EXCERPT PROVIDED =>

** begin **

The VICE Guide to Blackfeet Reservation Bars

There are four bars that you'll want to consider next time you're living on the Blackfeet Indian reservation in northwestern Montana.
VICE Staff
Κείμενο VICE Staff

The Warbonnet is the No. 1 hang in Browning.

There are four bars that you’ll want to consider next time you’re living on the Blackfeet Indian reservation in northwestern Montana.

The Warbonnet is in Browning, which is sort of the biggest town on the rez. It’s a good place to get really, really drunk, and you are guaranteed to see a fight if you’re there during the weekend. We saw one of the most vicious girlfights ever at the Warbonnet. This one girl was holding this other girl down in her chair by the hair and then using her free hand to make a fist and repeatedly smash it into her opponent’s face. Nobody made a move to break it up—everyone just stood around laughing until the female bartender came over and pried them apart. While she was being kicked out of the bar, the aggressor in the fight shouted out to her victim, “I’ll see you in the fuckin’ parking lot, you cunt!” (This was an empty threat, by the way. She went straight home.) Murray the bartender can tell you more…

Browning’s Fave Bartender

I was born here, but I chose to leave and go to Los Angeles when I was 22. I was tired of all the fucking snow here, so I up and left to L.A., where I worked for the telephone company for 25 years. There were a lot of storms back then, a lot more than now.
I came back here in 1995 and settled back in. The town hadn’t changed that much at all. There were some new homes built while I’d been gone. I did notice that. I got a new house too. Tax-free. The pace of life here in general is very slow. You do what you want to do. I’m married, and my three kids live out here too. You’ve got a 75 to 80 percent unemployment rate here because there’s no place to look for a job. A lot of people have been going down to New Orleans for work since the storm. Sure, alcoholism is a problem on the reservation. Indians have a low tolerance for alcohol. I’ve got to turn people away all the time. The younger crowd drinks a lot. I have to cut people off every now and then. Once in a while we need to hire a bouncer. There’s also a long list of people who are 86’d from the Warbonnet—permanently banned. If you start a fight or something like that, you could get banned. Last Saturday we had a wedding party in here and the groom and his brother got in a pretty bad fistfight. My most popular drinks are beer, Black Velvet whiskey, and tequila. A beer is $2. A mixed drink is $2.50 to $3.50. We’re open until two in the morning.

** end **

PARTS OF THE EXERCISE =>
• 1. Translate this sentence from the Blackfeet reservation bars guide into Spanish: "The pace of life here in general is very slow."
• 2. Duplicate the Blackfeet reservation bars guide from "The VICE Guide" up to and including "hang in Browning.", with no word changed.
• 3. Pick up the Blackfeet reservation bars guide after its last sentence and write what comes next.

DATA ENTRIES =>
** begin **

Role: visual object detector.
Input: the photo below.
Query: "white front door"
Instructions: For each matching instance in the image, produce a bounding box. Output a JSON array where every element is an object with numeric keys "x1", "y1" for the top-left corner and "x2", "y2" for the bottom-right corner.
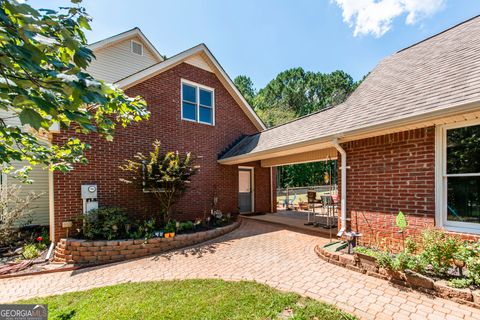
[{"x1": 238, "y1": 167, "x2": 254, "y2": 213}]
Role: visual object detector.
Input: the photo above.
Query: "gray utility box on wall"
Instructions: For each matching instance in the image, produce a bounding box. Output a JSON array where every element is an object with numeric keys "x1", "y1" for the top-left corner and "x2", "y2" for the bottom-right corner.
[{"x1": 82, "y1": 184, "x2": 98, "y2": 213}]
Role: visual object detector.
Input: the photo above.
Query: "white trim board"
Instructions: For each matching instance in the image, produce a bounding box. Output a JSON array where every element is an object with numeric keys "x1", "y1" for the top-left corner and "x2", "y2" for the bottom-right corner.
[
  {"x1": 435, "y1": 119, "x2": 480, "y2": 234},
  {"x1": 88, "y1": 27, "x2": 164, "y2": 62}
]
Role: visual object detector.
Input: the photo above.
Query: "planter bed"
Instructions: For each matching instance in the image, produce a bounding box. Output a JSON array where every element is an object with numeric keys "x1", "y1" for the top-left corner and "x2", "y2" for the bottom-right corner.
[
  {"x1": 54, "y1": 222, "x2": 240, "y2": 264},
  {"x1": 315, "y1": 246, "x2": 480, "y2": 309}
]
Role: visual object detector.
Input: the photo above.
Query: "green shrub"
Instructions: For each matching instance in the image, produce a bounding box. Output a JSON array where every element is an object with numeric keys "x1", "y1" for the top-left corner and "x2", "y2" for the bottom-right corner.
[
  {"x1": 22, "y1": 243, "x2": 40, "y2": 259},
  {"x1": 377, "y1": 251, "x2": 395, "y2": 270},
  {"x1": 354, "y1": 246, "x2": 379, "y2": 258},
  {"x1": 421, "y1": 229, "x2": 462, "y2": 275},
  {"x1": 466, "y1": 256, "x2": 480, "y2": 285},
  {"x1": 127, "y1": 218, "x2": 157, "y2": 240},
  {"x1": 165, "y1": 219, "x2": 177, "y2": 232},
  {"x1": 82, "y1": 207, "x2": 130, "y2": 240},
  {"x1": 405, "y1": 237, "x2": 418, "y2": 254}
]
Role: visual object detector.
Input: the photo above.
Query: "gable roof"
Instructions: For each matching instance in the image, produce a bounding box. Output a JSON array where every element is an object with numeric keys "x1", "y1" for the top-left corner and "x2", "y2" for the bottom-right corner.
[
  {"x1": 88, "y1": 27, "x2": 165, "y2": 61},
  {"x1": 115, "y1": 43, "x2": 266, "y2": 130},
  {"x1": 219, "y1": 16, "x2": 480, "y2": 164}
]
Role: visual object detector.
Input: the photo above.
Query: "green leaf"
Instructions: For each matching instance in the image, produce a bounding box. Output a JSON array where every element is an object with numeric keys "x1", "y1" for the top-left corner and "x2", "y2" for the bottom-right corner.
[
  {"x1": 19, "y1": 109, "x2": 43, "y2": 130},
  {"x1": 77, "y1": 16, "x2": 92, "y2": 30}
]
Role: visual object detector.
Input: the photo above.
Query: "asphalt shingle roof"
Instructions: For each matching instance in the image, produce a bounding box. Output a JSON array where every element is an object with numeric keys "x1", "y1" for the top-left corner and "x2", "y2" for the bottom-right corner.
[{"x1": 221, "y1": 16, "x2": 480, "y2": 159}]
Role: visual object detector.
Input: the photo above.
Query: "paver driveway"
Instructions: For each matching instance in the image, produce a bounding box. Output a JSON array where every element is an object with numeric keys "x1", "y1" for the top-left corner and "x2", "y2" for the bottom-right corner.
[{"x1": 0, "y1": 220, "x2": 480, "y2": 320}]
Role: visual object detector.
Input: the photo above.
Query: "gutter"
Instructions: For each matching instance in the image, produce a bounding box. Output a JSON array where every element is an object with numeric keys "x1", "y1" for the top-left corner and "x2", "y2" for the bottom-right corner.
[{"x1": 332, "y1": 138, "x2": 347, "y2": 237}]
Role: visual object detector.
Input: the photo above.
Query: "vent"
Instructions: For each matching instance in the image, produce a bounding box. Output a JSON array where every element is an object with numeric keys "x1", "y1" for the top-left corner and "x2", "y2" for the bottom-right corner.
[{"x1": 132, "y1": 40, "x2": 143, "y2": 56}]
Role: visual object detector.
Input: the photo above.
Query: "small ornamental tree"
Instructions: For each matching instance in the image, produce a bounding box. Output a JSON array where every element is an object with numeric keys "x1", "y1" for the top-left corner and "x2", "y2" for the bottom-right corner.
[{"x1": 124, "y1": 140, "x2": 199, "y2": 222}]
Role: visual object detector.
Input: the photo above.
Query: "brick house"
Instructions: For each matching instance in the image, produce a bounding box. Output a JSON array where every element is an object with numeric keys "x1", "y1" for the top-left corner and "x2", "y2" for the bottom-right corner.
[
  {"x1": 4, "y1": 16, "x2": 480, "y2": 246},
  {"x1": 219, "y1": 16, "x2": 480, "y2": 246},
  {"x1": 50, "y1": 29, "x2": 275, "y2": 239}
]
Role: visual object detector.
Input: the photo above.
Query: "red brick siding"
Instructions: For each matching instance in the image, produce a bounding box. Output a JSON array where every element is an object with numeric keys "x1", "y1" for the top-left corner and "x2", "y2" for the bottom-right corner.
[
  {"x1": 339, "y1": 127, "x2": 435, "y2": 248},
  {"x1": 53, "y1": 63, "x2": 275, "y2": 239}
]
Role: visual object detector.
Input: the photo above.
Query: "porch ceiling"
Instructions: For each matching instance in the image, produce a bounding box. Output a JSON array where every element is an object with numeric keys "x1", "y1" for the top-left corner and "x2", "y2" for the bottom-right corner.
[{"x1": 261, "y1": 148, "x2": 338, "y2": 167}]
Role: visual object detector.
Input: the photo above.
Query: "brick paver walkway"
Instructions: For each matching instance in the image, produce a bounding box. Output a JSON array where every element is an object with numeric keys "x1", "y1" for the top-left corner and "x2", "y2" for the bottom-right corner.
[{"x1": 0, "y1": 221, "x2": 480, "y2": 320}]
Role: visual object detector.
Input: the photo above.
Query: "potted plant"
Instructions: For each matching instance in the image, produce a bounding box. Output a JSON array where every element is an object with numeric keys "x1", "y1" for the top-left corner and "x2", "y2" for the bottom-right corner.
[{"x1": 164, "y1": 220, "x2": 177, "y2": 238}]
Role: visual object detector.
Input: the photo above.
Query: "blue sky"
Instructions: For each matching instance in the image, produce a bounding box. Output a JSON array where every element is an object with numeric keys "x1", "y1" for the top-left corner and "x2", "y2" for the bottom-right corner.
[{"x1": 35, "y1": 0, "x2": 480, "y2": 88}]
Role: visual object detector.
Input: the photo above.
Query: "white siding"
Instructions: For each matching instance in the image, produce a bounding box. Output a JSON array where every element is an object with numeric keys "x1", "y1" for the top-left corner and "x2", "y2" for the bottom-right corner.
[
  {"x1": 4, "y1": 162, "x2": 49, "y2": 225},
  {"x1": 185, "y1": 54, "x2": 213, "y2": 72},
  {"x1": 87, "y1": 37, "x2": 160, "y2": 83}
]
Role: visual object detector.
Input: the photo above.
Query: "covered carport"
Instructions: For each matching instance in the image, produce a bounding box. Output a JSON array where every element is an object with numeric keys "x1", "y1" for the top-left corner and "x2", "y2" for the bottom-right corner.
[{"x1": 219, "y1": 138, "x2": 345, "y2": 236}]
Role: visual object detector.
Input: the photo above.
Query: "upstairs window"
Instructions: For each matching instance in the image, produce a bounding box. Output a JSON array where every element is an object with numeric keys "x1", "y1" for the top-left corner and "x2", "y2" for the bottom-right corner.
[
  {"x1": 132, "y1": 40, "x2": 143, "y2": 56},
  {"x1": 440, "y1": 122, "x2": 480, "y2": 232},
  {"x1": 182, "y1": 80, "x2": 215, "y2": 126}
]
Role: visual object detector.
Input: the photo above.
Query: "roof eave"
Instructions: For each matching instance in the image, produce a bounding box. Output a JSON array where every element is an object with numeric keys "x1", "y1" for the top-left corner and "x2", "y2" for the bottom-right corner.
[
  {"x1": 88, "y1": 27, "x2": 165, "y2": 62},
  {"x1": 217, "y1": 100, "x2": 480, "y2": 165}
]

** end **

RESPONSES IN ORDER =>
• 1. En general, el ritmo de vida aquí es muy lento.

• 2.
The VICE Guide to Blackfeet Reservation Bars

There are four bars that you'll want to consider next time you're living on the Blackfeet Indian reservation in northwestern Montana.
VICE Staff
Κείμενο VICE Staff

The Warbonnet is the No. 1 hang in Browning.

• 3.
Sometimes you see people who come in high on drugs. Crystal meth. Their eyes are huge. They drink a lot on that stuff too. Generally, I like it here. I always have. The summertime is beautiful in Browning. I’m 65 next month but I don’t know if I’ll retire yet. I don’t like to sit around. MURRAY “STICKS” HARWOOD


Ick’s is only for those in the know.

Then there’s Ick’s Bar, also in downtown Browning. Everyone that you meet will tell you to cross Ick’s off your list. Don’t go, they’ll say; it’s too rough there, it’s depressing… As far as we could tell, Ick’s is a great, solid beer-and-a-shot bar. Just like at the Warbonnet, you have to knock to get in. They come around the corner and look at you through a few inches of bulletproof glass and if you pass muster, you’re in. You can play Toby Keith on the jukebox, get a $2 can of Bud, and riff with dudes like this…

It was a goddamn good cattle season this year. I was born and raised here all my life. I work with agriculture. And I work with fish and game. My deal here is to preserve all the things like hunting rights that contribute to our lifestyle and how we lived here years ago. Our style right now is that we have a lot of hunting. We do a lot of deer, antelope, and elk. Whatever. It’s a great deal. We’re huntin’ bear, we’re huntin’ grizzly. We’re gettin’ permits for this. The thing about it is that it’s a great deal for me because I hunt with a lot of my friends. Oh, wait, my friends are honking the horn for me outside. Let me get one to go, man. THIS GUY BOPPED OUT THE DOOR WITH A DIXIE CUP FULL OF BOOZE BEFORE HE COULD TELL US HIS NAME

He decides if you get into Ick’s or not—and when you leave.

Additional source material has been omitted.